BEGIN
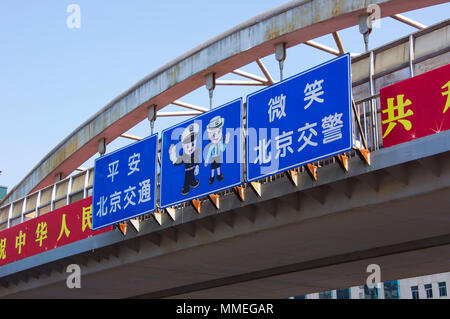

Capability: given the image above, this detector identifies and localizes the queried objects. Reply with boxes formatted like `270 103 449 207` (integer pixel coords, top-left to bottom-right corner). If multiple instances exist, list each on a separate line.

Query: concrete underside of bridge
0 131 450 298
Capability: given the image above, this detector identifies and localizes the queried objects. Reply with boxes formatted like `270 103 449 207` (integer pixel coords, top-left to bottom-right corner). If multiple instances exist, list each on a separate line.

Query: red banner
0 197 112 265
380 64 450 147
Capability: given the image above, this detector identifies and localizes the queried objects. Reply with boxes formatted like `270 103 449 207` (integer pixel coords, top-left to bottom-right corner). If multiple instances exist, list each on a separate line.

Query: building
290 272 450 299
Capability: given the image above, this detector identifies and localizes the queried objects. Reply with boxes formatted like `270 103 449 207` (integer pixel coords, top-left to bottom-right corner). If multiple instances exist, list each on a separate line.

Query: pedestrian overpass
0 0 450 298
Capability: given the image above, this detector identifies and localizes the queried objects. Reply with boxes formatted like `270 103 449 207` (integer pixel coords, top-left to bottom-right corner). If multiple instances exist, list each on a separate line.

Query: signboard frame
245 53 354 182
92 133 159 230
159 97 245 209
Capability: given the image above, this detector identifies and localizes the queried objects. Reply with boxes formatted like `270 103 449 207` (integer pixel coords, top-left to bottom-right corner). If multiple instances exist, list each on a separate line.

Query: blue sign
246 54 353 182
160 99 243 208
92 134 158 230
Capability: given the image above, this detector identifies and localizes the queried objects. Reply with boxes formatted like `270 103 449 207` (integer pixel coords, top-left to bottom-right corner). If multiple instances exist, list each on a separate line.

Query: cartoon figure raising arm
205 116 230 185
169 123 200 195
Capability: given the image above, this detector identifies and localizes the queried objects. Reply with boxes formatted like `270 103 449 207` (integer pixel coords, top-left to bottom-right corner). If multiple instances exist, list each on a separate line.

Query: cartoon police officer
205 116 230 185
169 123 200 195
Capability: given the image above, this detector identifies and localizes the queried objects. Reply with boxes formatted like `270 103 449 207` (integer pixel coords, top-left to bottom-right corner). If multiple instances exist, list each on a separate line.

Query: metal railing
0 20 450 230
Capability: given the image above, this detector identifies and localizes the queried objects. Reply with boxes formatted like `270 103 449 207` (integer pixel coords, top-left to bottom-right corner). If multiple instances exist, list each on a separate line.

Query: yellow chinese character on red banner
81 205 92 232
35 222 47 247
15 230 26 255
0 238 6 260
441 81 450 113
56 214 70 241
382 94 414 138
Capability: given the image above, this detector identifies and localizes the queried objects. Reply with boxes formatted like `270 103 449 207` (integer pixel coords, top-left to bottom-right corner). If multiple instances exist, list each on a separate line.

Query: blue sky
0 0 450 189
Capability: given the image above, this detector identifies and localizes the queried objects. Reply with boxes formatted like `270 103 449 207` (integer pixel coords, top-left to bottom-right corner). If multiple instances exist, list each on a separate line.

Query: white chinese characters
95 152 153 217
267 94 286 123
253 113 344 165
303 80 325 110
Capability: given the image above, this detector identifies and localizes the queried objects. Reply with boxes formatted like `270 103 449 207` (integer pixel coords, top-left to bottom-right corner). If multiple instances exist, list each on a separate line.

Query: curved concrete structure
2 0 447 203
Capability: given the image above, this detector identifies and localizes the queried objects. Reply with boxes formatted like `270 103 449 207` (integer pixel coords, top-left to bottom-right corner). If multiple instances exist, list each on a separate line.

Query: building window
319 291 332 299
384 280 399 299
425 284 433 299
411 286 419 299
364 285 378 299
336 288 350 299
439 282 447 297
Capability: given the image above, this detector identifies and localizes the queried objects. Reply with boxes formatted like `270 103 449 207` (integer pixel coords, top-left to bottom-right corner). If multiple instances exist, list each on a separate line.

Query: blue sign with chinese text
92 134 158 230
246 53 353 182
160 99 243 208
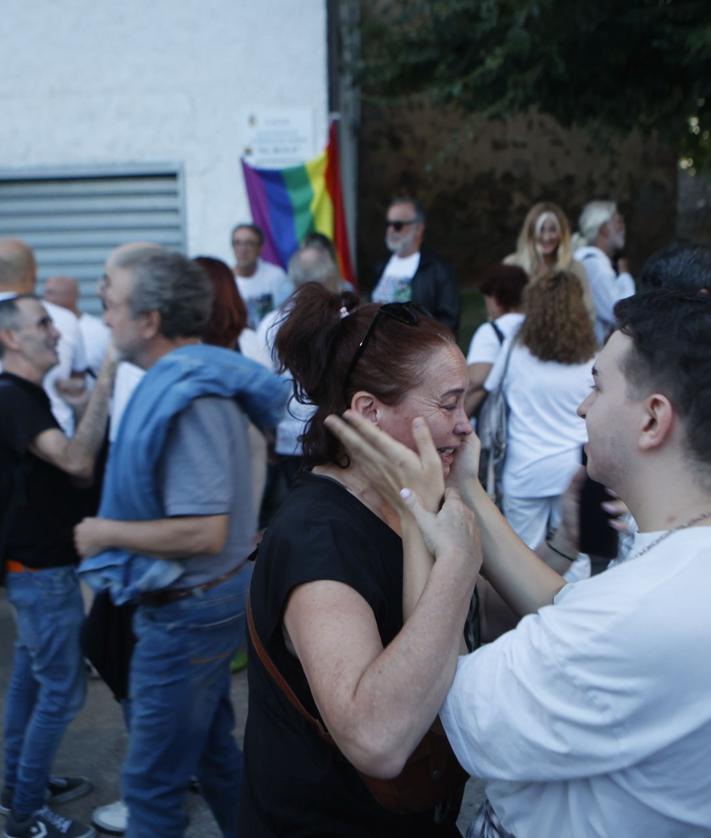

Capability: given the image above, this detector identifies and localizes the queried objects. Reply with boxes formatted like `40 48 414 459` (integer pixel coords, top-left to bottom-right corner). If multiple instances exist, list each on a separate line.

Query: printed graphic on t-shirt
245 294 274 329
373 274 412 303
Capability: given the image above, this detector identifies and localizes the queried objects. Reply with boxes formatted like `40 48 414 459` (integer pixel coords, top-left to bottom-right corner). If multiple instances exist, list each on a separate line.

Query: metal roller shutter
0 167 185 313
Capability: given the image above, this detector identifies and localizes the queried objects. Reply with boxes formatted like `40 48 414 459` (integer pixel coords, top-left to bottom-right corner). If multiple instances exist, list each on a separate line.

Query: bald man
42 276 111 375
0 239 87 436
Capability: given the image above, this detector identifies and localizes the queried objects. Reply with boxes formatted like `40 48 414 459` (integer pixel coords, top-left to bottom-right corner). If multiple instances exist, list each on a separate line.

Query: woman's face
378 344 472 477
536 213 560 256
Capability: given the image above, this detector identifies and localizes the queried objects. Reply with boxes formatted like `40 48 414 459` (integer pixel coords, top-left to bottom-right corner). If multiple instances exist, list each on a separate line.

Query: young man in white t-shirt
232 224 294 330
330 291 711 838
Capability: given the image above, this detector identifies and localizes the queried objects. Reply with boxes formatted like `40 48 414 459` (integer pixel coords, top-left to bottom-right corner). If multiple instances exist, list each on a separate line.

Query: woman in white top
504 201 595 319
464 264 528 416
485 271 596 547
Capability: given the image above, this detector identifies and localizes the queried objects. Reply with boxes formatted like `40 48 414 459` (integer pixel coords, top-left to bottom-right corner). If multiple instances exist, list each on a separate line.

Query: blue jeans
END
▶ **Short problem**
Reproduce all the records, changing each "Query" to "Target" and keeping everything else the same. Leave out the pictures.

▶ **Task output**
Capability: given the image above, this detector identifies and localizes the queried objects. Reply with boxes formatted like `270 103 449 207` (integer pixel coords, top-left to bottom-right corner). If multiple instances exist, list each on a separate line.

Target: concrete underside of bridge
0 131 450 298
Capability: given the image above, this detector identifies and localizes the queried objects. Reply with boxes formatted like `270 103 449 207` (integer pixel coords, top-left to bottom-right corner). If multiple instances exist, list each on a separate line.

Target: red banner
0 197 112 265
380 64 450 147
Capability: given the image above, this detector identifies and localizes the queried objects. Reply with boxes formatted like `270 103 449 207` (integer pixel coords, top-left to bottom-right corner). If multiple instances exist, list each on a separate line.

Target: building
290 272 450 299
Capability: given the image above, this detector identifies and localizes the queried objects. Reply with boxes formatted like `270 103 449 207` (integer pixel coords, top-left to bottom-right corner). If multiple instances exist, list each on a separate line.

Target: pedestrian overpass
0 0 450 298
Capability: given the image above, this detector identifies and localizes the queried objects. Reply with boxes formatted like `270 103 449 207` (integer pixel coords, top-left to bottom-right corner). If multiple instances exist, list each on a separate line.

Target: signboard frame
245 53 354 182
92 133 159 230
159 97 245 209
Capability: given the image above, this detector identifies and localizes the queried objects. Reply with boxes formatted like `270 103 449 207` (integer pixel coords, top-left to bottom-right corner). If multiple instances exist, list each on a separate line.

Target: blue sign
246 54 353 182
160 99 243 208
92 134 158 230
Capability: given the image above, this detector identifies and localizes the queried objects. Reply with boxes formatted like `270 103 449 207` (integer pixel coords, top-left to bottom-right corner). If multiple instances exist, list each on a separate line.

Target: cartoon figure raising arm
205 116 230 185
169 123 200 195
Capability: given the image above, this detector identifies and localizes the queried objects. Reply with boxes formatted like `270 103 449 207` (integer pixel coords, top-left to bottom-right corner). If multiple instances exist, list each on a separate line.

Target: cartoon police officer
205 116 230 185
169 123 200 195
Capability: given the image above, this detector identifies and localizes the queried objects. Reply with boxes formatted like `270 103 449 207` (integer pixel coords, top-left to bottom-right corner). If multiple instances exist, list each on a separate line.

Target: metal railing
0 20 450 230
Capability: given the image above, this detector identifies and localizes the queried objects. Reply with boxes formatted like `270 103 449 207` (integer pixel coords, top-left to bottom-right corner). If multiple instances exist, list each on a separate line.

Target: yellow chinese character on red banner
81 205 92 232
35 222 47 247
15 230 26 255
0 238 6 260
441 81 450 113
56 214 70 241
382 94 414 138
Capability: given the image above, this detector identifies and localizes the queried objects. Reply with boxes formatted like `270 103 449 207` (integer pixel coords, top-left to bottom-right corner). If multiple instances exist, list each on a separate line.

Target: blue sky
0 0 450 189
Capability: given the image above, this detector identifies and localizes the queried objects. Reply with boxes formatted like `270 103 449 207` (integer pixel coords, top-left to bottom-right corner). If multiple instances exist, list each on a separate line.

Target: white chinese characters
95 152 153 217
267 94 286 123
253 113 344 165
303 80 325 110
Capability: given the image above, this detector identifies and localizes the queried objects. Reply with boxes formatted like `270 103 449 207` (integer pixel coords, top-left to bottom-right corner). If multiple instances exist, list each on a separate line.

Target: curved concrete structure
2 0 447 203
Capability: given the image above, this detector identifies and localizes the queried objects. Reply with boxes formatted like `270 103 449 207` (integer pixel coords, top-left to bottom-right corner). If multiple instances exist, list each on a separate line.

Target: building window
319 291 332 299
384 280 399 299
425 284 433 299
411 286 419 299
364 285 378 299
336 288 350 299
439 282 447 297
Capability: given the image above, this detector identifies and localizes the queried objects. Reply with boxes formatted like `270 103 449 207` (integer pixel coords, top-left to bottom-right corner). If multiple instances exist, list each on a separate line.

Target: blue sign with chinese text
92 134 158 230
246 53 353 182
160 99 243 208

Capability: given the image above, this detector identifies and localizes the queried objects. Reply with boxes formatted like `40 48 414 459` (integer pixel coords, top-left to bottom-right corner). If multiple instances exist, list each on a separate line.

Target: printed graphic on t-shirt
245 294 274 329
373 274 412 303
Capability: given the image above, this detector identifies and localizes the queried objects. Reply with boxes formatted like `40 48 414 459` (integer pixel coords, top-left to bottom-right corner). If multiple instances exist, list each on a separate line.

Target: metal roller shutter
0 167 185 313
Capability: given the image above, this detector identifies and localizes the queried objects. Reply with boxes formatted like `40 48 414 459` (integer pixel coords, top-left to bottom-right corner). If multiple instances exist, list each on a separate line.

Target: bald man
42 276 111 375
0 239 87 436
Capability: given the image above, this detector identifies and localizes the queried objects. Reply with boxes formatted like `40 48 414 459` (integer pixel coords, top-left to bottom-right corner). If multiple instances exist, list each on a separate line.

Target: woman's face
378 344 472 477
536 213 560 256
Capability: given the image above, this detector identifies and localizes the queried objects. Reply with boxes formatted like `40 48 414 459` (integer pixel coords, top-left to bottom-right corner). If multiple instances exist, list each on a separate line.

Target: young man in white t-shirt
232 224 294 330
330 291 711 838
Capability: given the image above, this detector identifies and localizes the queried objects. Reply with boxes formatted like `40 48 414 459` (integer pixel coords, top-left to bottom-right corner). If multiple instances exist, list each on a separate line.

Target: woman in white top
504 201 595 319
464 264 528 416
485 271 596 547
Capability: given the image above, this detector identifies and localizes the queried objects. Reply with boxes formatted like `40 48 414 459` (integer pixel coords, top-left to bottom-right corner). If multiple instances exist, list each on a separate line.

Target: blue jeans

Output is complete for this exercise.